▸ **TEXT BLOCK**:
Although the concepts behind a WFPB diet (which emphasizes whole, unrefined, or minimally refined plant foods and excludes or minimizes meat, dairy, and eggs) and a ketogenic diet (a low-carb, high-fat approach that tends to rely on animal foods) are diametrically opposite, Shah says examining the research to understand the differences is helpful.

In their review, Iyengar and Shah included 46 keto diet trials and eight plant-based diet trials. The studies included interventional studies—in which participants were assigned to a diet for a set period of time, with researchers measuring their biomarkers before and after each trial period—as well as epidemiological (population-based) studies. After reviewing the data collectively, they found that diets rich in whole plant foods were consistently associated with a reduced risk of developing and dying of cancer.

Clearing Up the Confusion

“Many of our patients ask about these two diets,” Shah says. “Patients sometimes question: ‘Are sugars bad? Do sugars cause the cancer to get worse?’ That’s why a keto diet may appeal to some patients. We also get many questions about a plant-based diet, as there is more awareness of the health benefits of plant foods, especially the importance of fiber, which is only derived from plants.”

Iyengar says there is a growing awareness of how lifestyle interventions, such as diet and exercise, can help fight diseases. “Most of the available data support a whole-food, plant-based diet over a ketogenic diet for reducing the risk of cancer,” he says. “The keto diet can be effective for weight loss. While weight loss is one important strategy for reducing cancer risk, there are many other variables that contribute to cancer risk—such as diet quality, fiber intake, and the bacterial composition in our gut. A plant-based diet is an effective strategy for addressing most of these variables in addition to weight loss.”

▸ **DATA SECTION**:
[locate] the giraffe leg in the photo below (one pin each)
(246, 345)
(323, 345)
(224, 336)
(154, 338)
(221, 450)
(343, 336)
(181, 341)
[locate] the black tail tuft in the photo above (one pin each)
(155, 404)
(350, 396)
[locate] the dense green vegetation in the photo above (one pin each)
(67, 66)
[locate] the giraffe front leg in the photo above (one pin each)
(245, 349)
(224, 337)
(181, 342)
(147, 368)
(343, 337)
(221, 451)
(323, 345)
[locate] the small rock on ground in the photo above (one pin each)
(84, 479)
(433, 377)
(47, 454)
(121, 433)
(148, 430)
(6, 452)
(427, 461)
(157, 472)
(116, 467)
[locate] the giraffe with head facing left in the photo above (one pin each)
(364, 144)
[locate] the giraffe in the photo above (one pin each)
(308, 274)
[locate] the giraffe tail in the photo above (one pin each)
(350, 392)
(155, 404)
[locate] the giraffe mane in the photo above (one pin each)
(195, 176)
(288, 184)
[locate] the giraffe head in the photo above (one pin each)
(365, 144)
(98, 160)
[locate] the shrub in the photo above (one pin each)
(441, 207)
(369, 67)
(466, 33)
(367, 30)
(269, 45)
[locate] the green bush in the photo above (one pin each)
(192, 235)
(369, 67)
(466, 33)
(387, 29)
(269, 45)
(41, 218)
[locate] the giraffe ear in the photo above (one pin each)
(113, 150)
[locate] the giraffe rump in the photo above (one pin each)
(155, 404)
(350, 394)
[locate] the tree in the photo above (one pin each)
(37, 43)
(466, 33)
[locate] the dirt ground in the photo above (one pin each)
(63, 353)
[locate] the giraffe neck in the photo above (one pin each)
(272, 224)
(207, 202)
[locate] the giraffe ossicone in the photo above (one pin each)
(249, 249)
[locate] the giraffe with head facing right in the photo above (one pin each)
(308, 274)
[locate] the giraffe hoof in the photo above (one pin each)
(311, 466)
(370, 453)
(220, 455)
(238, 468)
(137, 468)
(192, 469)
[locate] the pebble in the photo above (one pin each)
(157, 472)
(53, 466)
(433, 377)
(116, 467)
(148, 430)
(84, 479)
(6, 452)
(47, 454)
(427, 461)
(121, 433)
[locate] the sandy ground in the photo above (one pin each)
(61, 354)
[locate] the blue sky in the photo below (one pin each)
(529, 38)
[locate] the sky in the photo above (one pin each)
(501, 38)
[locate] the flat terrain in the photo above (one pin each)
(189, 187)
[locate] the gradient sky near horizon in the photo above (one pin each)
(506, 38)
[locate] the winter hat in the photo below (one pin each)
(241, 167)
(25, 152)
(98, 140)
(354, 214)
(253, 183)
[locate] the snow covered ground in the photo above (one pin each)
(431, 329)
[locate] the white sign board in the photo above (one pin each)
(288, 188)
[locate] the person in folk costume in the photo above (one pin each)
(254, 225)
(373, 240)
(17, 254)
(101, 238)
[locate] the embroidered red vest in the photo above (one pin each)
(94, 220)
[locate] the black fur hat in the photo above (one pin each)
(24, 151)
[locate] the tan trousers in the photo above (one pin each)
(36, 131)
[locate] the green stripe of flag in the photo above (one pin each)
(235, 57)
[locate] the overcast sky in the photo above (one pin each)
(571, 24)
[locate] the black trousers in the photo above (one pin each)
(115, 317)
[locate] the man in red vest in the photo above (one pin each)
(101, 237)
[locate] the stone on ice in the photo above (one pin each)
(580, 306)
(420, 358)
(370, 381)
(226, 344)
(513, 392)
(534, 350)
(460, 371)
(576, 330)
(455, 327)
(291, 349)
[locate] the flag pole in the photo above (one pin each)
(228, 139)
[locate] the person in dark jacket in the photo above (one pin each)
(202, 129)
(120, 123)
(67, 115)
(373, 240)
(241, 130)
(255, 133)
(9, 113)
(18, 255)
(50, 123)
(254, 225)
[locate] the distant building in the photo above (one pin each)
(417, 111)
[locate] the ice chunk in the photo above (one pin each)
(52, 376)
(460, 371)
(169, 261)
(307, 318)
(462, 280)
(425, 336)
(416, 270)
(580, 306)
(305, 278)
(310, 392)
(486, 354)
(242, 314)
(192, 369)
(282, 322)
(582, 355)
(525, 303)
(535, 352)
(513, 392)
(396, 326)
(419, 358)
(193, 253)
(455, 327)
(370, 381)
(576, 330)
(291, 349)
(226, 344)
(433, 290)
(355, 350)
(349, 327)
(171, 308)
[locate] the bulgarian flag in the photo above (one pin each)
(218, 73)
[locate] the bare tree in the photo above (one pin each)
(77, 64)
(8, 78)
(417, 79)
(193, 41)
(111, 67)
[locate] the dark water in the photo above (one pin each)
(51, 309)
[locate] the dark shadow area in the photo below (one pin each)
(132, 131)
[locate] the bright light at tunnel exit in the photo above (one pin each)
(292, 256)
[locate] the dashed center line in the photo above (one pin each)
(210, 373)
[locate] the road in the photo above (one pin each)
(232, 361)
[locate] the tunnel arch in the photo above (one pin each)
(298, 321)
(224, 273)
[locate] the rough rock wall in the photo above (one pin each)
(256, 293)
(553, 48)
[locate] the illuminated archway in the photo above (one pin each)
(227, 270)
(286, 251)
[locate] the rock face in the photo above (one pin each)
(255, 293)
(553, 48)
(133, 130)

▸ **TASKS TO PERFORM**:
A – Answer the following from the text on plant-based and keto diets:
(i) How many keto diet trials did Iyengar and Shah include in their review?
(ii) According to Shah, fiber is derived only from what source?
(iii) For what outcome does Iyengar say the keto diet can be effective?
B – Retype the stretch from "Although the concepts" through "dying of cancer." in the text on plant-based and keto diets.

▸ **SOLUTIONS BELOW**:
A –
(i) 46
(ii) Plants
(iii) Weight loss

B –
Although the concepts behind a WFPB diet (which emphasizes whole, unrefined, or minimally refined plant foods and excludes or minimizes meat, dairy, and eggs) and a ketogenic diet (a low-carb, high-fat approach that tends to rely on animal foods) are diametrically opposite, Shah says examining the research to understand the differences is helpful.

In their review, Iyengar and Shah included 46 keto diet trials and eight plant-based diet trials. The studies included interventional studies—in which participants were assigned to a diet for a set period of time, with researchers measuring their biomarkers before and after each trial period—as well as epidemiological (population-based) studies. After reviewing the data collectively, they found that diets rich in whole plant foods were consistently associated with a reduced risk of developing and dying of cancer.